- **About this task**
All entries must come back exactly as given, with no pictures in the copy.
*** Extracted records ***
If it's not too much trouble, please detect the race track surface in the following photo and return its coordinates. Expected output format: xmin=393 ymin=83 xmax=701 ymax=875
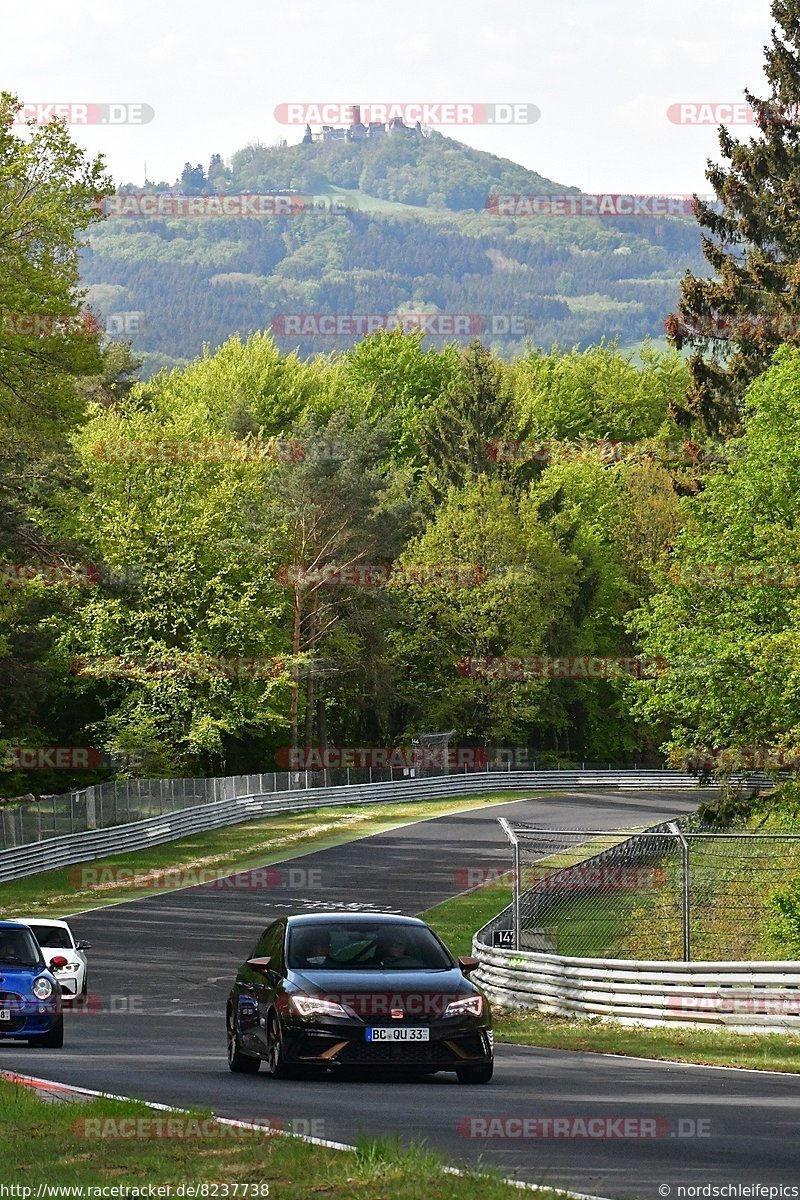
xmin=3 ymin=789 xmax=798 ymax=1199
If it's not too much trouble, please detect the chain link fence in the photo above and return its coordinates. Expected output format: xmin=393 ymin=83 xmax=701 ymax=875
xmin=0 ymin=757 xmax=669 ymax=850
xmin=490 ymin=819 xmax=800 ymax=962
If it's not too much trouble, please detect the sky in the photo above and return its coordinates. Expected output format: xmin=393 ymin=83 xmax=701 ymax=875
xmin=2 ymin=0 xmax=775 ymax=195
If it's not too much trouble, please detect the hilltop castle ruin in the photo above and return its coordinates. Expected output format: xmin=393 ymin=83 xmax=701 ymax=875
xmin=302 ymin=105 xmax=428 ymax=144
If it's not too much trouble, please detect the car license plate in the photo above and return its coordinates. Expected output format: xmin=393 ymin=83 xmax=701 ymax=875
xmin=0 ymin=1009 xmax=10 ymax=1022
xmin=366 ymin=1027 xmax=429 ymax=1042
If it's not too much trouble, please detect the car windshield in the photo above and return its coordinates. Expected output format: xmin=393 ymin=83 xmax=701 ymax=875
xmin=286 ymin=922 xmax=453 ymax=971
xmin=0 ymin=927 xmax=42 ymax=967
xmin=26 ymin=925 xmax=73 ymax=949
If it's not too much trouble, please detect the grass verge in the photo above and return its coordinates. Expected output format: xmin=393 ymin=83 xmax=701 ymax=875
xmin=0 ymin=791 xmax=530 ymax=920
xmin=494 ymin=1010 xmax=800 ymax=1072
xmin=0 ymin=1076 xmax=561 ymax=1197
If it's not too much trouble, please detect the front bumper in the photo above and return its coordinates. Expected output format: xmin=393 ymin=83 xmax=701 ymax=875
xmin=283 ymin=1017 xmax=493 ymax=1069
xmin=0 ymin=1004 xmax=61 ymax=1038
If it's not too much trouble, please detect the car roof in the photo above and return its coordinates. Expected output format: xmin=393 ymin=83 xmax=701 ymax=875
xmin=0 ymin=921 xmax=28 ymax=929
xmin=285 ymin=913 xmax=426 ymax=926
xmin=12 ymin=917 xmax=70 ymax=927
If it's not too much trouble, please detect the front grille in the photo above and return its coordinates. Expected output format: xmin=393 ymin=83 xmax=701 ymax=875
xmin=337 ymin=1039 xmax=455 ymax=1065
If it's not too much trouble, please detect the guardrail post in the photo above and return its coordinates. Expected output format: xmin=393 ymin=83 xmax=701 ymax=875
xmin=668 ymin=821 xmax=691 ymax=961
xmin=498 ymin=817 xmax=521 ymax=950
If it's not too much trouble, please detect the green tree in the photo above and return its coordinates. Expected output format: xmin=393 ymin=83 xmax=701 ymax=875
xmin=261 ymin=412 xmax=413 ymax=754
xmin=388 ymin=476 xmax=575 ymax=745
xmin=0 ymin=92 xmax=112 ymax=798
xmin=667 ymin=0 xmax=800 ymax=434
xmin=631 ymin=347 xmax=800 ymax=773
xmin=421 ymin=340 xmax=517 ymax=502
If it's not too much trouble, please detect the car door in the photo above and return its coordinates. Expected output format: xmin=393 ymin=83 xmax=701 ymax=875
xmin=239 ymin=920 xmax=286 ymax=1054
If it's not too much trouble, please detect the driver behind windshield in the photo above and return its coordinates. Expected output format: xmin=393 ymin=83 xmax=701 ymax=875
xmin=377 ymin=931 xmax=423 ymax=969
xmin=0 ymin=928 xmax=40 ymax=966
xmin=292 ymin=928 xmax=334 ymax=968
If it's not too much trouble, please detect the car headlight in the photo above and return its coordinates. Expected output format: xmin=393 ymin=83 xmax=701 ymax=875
xmin=33 ymin=977 xmax=54 ymax=1000
xmin=443 ymin=995 xmax=484 ymax=1019
xmin=290 ymin=995 xmax=349 ymax=1018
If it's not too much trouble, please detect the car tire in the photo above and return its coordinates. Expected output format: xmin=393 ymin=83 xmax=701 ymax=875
xmin=80 ymin=974 xmax=88 ymax=998
xmin=227 ymin=1010 xmax=260 ymax=1074
xmin=265 ymin=1012 xmax=293 ymax=1079
xmin=28 ymin=1017 xmax=64 ymax=1049
xmin=456 ymin=1061 xmax=493 ymax=1084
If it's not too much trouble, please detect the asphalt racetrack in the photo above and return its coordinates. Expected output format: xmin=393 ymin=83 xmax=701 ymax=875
xmin=3 ymin=789 xmax=799 ymax=1199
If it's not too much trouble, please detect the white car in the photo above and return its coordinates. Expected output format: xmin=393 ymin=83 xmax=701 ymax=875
xmin=13 ymin=918 xmax=90 ymax=1001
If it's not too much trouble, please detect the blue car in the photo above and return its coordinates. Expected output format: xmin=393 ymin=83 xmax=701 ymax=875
xmin=0 ymin=921 xmax=64 ymax=1047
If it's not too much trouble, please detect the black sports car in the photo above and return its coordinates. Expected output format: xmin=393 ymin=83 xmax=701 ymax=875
xmin=226 ymin=912 xmax=493 ymax=1083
*** End of Extracted records ***
- **Solved exercise**
If it's not too much trouble, please detect the race track surface in the following photo and return its coordinates. Expected output format: xmin=393 ymin=83 xmax=701 ymax=875
xmin=3 ymin=789 xmax=798 ymax=1199
If it's not too much trouble, please detect the chain link fence in the photo above and return its coordinates. Expected output format: xmin=393 ymin=83 xmax=701 ymax=875
xmin=0 ymin=757 xmax=669 ymax=850
xmin=490 ymin=819 xmax=800 ymax=962
If it's not too much trouble, please detect the sky in the photo above and return its coordinates. Expected output format: xmin=393 ymin=83 xmax=701 ymax=875
xmin=2 ymin=0 xmax=775 ymax=195
If it's not too much trouble, please detect the hilltop castle ruin in the photo above and return its coordinates. Expected output format: xmin=393 ymin=83 xmax=701 ymax=875
xmin=302 ymin=105 xmax=428 ymax=144
If it's not too much trouble, please detect the car license plate in the photo above and return its coordinates. Expected output format: xmin=393 ymin=83 xmax=701 ymax=875
xmin=0 ymin=1009 xmax=10 ymax=1022
xmin=366 ymin=1027 xmax=429 ymax=1042
If it's not too much trouble, please detect the car windshield in the photo above and return its coordinates. Expected output format: xmin=393 ymin=83 xmax=701 ymax=875
xmin=286 ymin=922 xmax=453 ymax=971
xmin=0 ymin=927 xmax=42 ymax=967
xmin=26 ymin=925 xmax=73 ymax=949
If it's not too much trouble, please detect the grass verge in the photo above and return its coordinates. Expected output format: xmin=393 ymin=83 xmax=701 ymax=875
xmin=0 ymin=791 xmax=530 ymax=920
xmin=494 ymin=1010 xmax=800 ymax=1072
xmin=0 ymin=1076 xmax=561 ymax=1197
If it's not too much trouble, please detect the front bumper in the photo above and return its coordinates. Expected output format: xmin=393 ymin=83 xmax=701 ymax=875
xmin=283 ymin=1017 xmax=493 ymax=1069
xmin=0 ymin=1004 xmax=61 ymax=1038
If it's not too much trouble, please detect the car roof in the photo above and return its coordinates. Expected output format: xmin=393 ymin=83 xmax=701 ymax=875
xmin=0 ymin=921 xmax=28 ymax=929
xmin=285 ymin=913 xmax=426 ymax=926
xmin=12 ymin=917 xmax=70 ymax=927
If it's not too much trouble, please detect the front grille in the photo above and return its coordinates. Expected output format: xmin=393 ymin=83 xmax=701 ymax=875
xmin=337 ymin=1039 xmax=455 ymax=1065
If it's not too much trouble, please detect the guardrail post in the photo above and return its coordinates. Expected output format: xmin=393 ymin=83 xmax=701 ymax=875
xmin=668 ymin=821 xmax=691 ymax=961
xmin=498 ymin=817 xmax=521 ymax=950
If it's not too much trouble, please detect the green tree in the photo above and return its coordinates. Expected output format: xmin=393 ymin=83 xmax=701 ymax=875
xmin=261 ymin=412 xmax=413 ymax=754
xmin=388 ymin=476 xmax=575 ymax=745
xmin=0 ymin=92 xmax=112 ymax=798
xmin=667 ymin=0 xmax=800 ymax=434
xmin=631 ymin=347 xmax=800 ymax=773
xmin=421 ymin=340 xmax=517 ymax=502
If it's not too much trouble, please detect the car door in the photo above and return its coordinates. Expected output format: xmin=393 ymin=83 xmax=701 ymax=875
xmin=239 ymin=920 xmax=286 ymax=1054
If it's not too much trouble, please detect the driver behind windshield in the photo above and return its coordinates. Expected output format: xmin=393 ymin=83 xmax=701 ymax=875
xmin=377 ymin=931 xmax=423 ymax=969
xmin=0 ymin=928 xmax=40 ymax=966
xmin=292 ymin=928 xmax=334 ymax=968
If it's not too much trouble, please detect the car headlight in the photo above and return its coordinates. Expected output format: xmin=393 ymin=83 xmax=701 ymax=875
xmin=33 ymin=977 xmax=54 ymax=1000
xmin=443 ymin=995 xmax=484 ymax=1019
xmin=290 ymin=995 xmax=349 ymax=1018
If it's not too much trouble, please detect the car tire in the photo above and return its coordinates. Expected output format: xmin=393 ymin=83 xmax=701 ymax=875
xmin=80 ymin=974 xmax=88 ymax=998
xmin=227 ymin=1010 xmax=260 ymax=1074
xmin=265 ymin=1012 xmax=293 ymax=1079
xmin=28 ymin=1017 xmax=64 ymax=1049
xmin=456 ymin=1061 xmax=493 ymax=1084
If it's not too much trouble, please detect the asphalt racetrack in the photo above and return its coordinates. Expected output format: xmin=393 ymin=83 xmax=701 ymax=875
xmin=3 ymin=789 xmax=799 ymax=1199
If it's not too much trouble, please detect the white car in the photo above and return its coordinates. Expected output format: xmin=393 ymin=83 xmax=701 ymax=875
xmin=13 ymin=918 xmax=90 ymax=1001
If it's not too much trouble, please detect the blue car in the photo above and return its coordinates. Expected output format: xmin=393 ymin=83 xmax=701 ymax=875
xmin=0 ymin=921 xmax=64 ymax=1047
If it's not too much trouble, please detect the black sports car in the photo above and return its coordinates. Expected output format: xmin=393 ymin=83 xmax=701 ymax=875
xmin=226 ymin=912 xmax=493 ymax=1083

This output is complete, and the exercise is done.